PROBLEM STATEMENT » The first line of the entries below, the line containing "# for each instance of the overhead", and every line between them should be repeated exactly, and nothing else.

THE DATA »
════════

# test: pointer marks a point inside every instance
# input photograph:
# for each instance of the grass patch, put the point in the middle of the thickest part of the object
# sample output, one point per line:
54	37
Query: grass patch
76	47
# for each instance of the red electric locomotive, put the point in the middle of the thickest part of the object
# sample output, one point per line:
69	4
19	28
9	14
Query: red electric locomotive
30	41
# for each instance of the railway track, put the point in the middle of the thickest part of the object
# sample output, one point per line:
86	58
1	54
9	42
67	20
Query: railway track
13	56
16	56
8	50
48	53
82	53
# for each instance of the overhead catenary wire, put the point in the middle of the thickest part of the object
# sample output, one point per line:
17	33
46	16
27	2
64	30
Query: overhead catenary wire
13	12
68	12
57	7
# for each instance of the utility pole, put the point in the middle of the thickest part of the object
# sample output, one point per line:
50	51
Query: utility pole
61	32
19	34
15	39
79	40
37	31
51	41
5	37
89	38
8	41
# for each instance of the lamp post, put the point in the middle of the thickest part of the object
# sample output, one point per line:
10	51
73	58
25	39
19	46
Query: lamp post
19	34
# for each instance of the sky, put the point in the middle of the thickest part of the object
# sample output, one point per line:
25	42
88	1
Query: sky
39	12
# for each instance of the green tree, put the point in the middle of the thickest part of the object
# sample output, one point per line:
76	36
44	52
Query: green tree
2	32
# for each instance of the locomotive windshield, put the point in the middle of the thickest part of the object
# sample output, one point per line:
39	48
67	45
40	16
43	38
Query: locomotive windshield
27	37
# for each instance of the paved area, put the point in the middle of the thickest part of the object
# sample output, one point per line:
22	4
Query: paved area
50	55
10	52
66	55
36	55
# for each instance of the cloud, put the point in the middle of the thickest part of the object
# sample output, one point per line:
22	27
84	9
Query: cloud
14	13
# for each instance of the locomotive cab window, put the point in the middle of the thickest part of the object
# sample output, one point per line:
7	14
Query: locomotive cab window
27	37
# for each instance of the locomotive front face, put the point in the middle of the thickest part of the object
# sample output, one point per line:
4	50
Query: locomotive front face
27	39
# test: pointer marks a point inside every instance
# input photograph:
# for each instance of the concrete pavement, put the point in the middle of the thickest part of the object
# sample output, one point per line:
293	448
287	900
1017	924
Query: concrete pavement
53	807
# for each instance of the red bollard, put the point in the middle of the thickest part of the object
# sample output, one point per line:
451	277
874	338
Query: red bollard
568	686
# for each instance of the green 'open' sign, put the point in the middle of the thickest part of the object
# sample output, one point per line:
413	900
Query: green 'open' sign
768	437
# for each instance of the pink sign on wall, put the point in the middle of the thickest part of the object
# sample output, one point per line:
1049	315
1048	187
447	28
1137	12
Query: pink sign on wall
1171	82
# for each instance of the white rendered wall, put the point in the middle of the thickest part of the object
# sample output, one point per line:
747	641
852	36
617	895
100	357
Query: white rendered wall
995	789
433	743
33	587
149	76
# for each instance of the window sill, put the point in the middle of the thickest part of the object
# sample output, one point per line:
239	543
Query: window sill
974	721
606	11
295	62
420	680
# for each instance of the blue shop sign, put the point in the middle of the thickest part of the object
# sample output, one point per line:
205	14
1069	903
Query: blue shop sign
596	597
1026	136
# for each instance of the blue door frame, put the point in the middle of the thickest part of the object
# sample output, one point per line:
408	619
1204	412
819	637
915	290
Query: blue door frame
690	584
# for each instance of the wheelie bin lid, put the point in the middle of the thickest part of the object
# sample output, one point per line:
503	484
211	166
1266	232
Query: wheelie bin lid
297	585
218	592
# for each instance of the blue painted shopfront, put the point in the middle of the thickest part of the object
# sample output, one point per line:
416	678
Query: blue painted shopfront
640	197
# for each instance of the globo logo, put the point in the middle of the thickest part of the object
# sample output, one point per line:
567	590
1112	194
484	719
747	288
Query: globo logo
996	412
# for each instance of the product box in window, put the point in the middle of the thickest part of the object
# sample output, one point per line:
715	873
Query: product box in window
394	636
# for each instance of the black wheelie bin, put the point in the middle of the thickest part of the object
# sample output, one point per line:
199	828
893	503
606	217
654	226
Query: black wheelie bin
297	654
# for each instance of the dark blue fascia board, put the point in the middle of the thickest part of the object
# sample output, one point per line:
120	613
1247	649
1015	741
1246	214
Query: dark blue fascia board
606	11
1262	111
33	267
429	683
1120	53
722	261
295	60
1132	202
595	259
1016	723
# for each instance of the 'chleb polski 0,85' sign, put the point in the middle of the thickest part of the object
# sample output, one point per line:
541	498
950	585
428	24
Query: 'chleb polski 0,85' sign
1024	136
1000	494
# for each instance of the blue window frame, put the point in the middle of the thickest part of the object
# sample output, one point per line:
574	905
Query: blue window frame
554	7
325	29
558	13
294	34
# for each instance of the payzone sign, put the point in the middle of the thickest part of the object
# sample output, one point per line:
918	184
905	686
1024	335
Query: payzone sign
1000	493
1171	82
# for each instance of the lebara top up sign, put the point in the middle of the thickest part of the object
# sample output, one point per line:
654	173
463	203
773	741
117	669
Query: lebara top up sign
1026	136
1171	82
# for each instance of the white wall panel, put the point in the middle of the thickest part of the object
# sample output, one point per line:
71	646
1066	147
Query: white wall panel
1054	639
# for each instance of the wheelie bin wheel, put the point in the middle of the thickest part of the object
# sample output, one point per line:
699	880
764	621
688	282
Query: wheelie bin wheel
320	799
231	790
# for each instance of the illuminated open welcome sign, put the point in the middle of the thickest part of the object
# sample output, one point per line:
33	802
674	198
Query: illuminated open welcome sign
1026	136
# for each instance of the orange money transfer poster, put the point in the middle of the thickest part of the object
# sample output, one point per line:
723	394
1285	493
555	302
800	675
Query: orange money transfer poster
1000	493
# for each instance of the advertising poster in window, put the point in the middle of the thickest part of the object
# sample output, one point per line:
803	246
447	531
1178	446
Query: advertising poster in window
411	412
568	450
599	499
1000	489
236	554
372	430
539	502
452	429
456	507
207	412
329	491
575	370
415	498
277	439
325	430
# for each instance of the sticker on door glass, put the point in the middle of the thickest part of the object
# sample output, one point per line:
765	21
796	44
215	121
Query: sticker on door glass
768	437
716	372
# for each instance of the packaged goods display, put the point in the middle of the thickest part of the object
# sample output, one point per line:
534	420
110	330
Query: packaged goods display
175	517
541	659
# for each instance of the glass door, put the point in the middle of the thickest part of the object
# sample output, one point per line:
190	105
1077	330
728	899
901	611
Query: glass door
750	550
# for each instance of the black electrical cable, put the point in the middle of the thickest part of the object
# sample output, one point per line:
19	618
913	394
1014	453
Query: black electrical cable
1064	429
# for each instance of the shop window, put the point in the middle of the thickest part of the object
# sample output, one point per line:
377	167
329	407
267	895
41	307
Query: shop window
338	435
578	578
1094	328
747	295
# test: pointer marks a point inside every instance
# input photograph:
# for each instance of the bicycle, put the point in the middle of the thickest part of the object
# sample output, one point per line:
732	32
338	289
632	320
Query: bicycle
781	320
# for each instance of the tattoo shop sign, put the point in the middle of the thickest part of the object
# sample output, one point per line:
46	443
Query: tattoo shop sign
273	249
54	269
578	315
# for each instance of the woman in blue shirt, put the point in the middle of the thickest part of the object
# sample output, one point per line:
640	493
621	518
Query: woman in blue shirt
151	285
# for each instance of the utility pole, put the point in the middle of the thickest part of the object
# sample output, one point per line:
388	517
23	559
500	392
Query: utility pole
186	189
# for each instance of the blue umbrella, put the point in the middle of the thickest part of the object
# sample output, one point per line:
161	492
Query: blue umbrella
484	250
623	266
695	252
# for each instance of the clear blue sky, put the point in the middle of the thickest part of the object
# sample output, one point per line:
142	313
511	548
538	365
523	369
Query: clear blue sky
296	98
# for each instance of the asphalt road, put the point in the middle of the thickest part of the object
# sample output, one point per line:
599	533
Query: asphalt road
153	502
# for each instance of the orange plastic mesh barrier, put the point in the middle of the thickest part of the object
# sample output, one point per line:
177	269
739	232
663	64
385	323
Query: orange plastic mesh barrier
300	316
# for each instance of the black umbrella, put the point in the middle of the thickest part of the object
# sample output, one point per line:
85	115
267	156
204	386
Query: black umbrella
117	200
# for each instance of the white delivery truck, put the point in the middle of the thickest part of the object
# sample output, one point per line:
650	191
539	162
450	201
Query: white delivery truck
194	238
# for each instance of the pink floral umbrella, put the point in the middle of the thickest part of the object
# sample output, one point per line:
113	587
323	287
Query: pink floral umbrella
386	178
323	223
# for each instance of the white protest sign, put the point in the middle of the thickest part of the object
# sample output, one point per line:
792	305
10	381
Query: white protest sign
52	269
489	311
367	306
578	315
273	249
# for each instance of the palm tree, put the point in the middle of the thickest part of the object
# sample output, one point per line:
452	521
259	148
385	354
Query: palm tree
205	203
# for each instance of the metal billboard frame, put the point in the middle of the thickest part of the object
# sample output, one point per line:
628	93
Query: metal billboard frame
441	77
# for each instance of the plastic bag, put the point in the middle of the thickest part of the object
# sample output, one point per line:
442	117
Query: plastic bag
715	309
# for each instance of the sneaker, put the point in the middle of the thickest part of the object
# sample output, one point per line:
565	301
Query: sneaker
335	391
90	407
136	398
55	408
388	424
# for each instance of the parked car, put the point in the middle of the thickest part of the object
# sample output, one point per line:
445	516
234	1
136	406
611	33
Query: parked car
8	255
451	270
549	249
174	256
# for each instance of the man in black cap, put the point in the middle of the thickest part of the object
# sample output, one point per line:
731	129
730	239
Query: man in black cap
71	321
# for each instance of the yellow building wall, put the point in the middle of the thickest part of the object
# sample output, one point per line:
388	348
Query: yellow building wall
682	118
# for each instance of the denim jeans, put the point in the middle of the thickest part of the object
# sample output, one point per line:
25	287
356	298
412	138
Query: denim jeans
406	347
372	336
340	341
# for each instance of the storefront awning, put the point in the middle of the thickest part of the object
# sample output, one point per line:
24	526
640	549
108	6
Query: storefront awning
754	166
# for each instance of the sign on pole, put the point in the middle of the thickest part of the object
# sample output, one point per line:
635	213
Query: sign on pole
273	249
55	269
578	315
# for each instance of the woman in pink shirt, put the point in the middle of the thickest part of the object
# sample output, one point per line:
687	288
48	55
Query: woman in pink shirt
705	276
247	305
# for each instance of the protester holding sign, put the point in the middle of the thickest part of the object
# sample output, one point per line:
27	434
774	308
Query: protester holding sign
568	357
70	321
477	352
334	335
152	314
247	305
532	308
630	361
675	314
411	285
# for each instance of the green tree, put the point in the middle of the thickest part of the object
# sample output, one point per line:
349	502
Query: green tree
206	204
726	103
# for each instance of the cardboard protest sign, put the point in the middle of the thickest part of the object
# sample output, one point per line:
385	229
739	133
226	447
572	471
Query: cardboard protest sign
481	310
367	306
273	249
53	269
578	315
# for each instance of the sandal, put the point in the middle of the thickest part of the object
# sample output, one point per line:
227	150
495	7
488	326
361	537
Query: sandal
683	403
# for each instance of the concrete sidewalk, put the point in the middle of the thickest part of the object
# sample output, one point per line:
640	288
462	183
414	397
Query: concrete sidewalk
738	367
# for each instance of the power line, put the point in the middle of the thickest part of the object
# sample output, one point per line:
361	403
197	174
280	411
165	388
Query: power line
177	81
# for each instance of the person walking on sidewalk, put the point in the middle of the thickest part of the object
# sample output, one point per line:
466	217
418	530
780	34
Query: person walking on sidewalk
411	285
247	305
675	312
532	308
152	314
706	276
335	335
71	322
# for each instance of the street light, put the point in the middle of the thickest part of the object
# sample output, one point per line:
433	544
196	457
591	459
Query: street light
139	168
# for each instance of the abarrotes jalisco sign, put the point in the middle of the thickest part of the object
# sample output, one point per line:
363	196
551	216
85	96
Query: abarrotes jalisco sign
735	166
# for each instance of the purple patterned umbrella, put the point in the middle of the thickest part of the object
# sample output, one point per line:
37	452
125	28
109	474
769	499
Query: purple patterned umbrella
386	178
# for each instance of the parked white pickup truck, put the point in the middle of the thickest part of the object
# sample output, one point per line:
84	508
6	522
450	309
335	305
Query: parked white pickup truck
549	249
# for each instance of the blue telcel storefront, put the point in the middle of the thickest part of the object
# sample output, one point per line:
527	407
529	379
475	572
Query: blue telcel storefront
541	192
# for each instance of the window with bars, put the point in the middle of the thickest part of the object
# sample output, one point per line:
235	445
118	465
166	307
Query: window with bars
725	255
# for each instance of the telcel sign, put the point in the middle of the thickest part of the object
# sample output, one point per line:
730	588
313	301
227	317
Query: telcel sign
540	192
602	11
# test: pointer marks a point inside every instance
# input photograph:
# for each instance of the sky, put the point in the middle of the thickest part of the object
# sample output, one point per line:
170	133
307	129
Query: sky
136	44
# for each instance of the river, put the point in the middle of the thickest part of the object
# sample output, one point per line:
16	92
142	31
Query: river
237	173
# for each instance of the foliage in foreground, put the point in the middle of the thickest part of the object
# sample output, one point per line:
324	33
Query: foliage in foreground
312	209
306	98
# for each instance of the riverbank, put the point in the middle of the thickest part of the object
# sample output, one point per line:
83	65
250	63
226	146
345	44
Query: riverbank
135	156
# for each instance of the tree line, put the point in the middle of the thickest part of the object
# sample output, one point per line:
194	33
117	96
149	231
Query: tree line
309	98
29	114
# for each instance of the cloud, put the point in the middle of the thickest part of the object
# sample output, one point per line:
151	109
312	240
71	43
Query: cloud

════════

WRITTEN SOLUTION »
# test: pointer marks a point inside every instance
# input photograph:
# for each instance of the grass patch, put the point in the middle of the thickest part of the object
# sample output, one point per line:
54	37
Query: grass patch
76	47
# for each instance of the red electric locomotive, put the point in the middle of the thickest part of the object
# sample output, one point per line:
69	4
19	28
9	14
Query: red electric locomotive
30	41
# for each instance of the railway track, put the point in the middle of the thickest part of the object
# sample output, one point per line:
86	58
1	54
9	42
67	20
Query: railway track
13	56
16	56
8	50
48	53
82	53
# for each instance of the overhead catenary wire, put the point in the middle of the thickest part of the object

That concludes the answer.